§ Directive: Go through the items below and copy every line that contains the word "flower". Match case exactly.

§ Records provided:

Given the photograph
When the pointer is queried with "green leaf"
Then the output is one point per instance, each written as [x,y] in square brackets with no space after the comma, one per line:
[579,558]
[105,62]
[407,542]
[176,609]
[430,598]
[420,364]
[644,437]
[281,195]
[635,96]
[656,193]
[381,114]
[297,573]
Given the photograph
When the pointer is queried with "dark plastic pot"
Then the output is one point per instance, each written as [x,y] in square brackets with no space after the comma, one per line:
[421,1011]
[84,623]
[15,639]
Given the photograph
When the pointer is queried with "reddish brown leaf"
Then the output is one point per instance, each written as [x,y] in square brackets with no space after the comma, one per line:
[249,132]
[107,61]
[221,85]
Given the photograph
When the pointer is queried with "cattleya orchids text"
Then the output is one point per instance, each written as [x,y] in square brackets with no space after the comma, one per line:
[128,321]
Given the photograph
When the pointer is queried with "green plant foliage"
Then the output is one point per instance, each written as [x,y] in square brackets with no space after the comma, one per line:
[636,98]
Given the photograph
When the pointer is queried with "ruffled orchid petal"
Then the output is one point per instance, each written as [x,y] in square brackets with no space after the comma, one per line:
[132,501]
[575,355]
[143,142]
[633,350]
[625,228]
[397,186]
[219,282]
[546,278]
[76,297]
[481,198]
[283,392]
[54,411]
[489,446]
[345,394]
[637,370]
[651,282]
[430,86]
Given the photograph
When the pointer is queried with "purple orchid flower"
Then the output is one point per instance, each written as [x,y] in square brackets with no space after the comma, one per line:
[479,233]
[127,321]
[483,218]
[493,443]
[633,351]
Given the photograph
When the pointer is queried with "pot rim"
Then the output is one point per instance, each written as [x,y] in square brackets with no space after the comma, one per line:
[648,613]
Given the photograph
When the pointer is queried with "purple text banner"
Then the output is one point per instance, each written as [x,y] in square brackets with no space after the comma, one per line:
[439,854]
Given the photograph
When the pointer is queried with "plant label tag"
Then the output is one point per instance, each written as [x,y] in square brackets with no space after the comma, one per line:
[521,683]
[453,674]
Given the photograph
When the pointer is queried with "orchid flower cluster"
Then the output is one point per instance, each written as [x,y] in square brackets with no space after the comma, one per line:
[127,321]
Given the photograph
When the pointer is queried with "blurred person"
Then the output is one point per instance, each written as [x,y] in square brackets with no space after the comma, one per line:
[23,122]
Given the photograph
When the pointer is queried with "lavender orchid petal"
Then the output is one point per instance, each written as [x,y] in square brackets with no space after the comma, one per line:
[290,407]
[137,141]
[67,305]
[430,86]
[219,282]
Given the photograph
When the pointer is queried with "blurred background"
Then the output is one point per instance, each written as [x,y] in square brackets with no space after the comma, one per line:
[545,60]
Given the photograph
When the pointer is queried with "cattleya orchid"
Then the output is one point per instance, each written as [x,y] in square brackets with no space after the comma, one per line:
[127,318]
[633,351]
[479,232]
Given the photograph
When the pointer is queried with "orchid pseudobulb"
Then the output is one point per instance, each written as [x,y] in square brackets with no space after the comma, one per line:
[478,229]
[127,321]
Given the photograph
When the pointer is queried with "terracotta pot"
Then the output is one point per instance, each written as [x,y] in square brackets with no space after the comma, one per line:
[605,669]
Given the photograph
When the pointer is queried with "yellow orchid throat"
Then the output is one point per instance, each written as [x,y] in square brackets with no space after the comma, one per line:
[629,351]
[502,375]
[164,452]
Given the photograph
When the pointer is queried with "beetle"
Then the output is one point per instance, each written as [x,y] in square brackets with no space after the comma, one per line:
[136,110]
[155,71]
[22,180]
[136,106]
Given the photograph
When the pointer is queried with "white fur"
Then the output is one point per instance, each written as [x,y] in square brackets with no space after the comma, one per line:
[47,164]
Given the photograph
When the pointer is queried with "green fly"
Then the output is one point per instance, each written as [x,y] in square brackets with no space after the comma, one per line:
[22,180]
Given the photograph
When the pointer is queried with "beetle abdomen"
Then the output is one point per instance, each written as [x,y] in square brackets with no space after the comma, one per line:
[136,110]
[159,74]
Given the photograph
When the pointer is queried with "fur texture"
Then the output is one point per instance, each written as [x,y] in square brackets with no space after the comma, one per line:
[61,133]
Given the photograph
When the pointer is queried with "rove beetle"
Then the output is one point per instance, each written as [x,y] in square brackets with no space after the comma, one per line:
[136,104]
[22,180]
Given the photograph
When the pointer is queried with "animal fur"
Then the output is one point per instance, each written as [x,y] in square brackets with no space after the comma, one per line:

§ Output below:
When the pointer is queried with "purple orchid flower"
When the pointer is queried with "orchid flower cluster"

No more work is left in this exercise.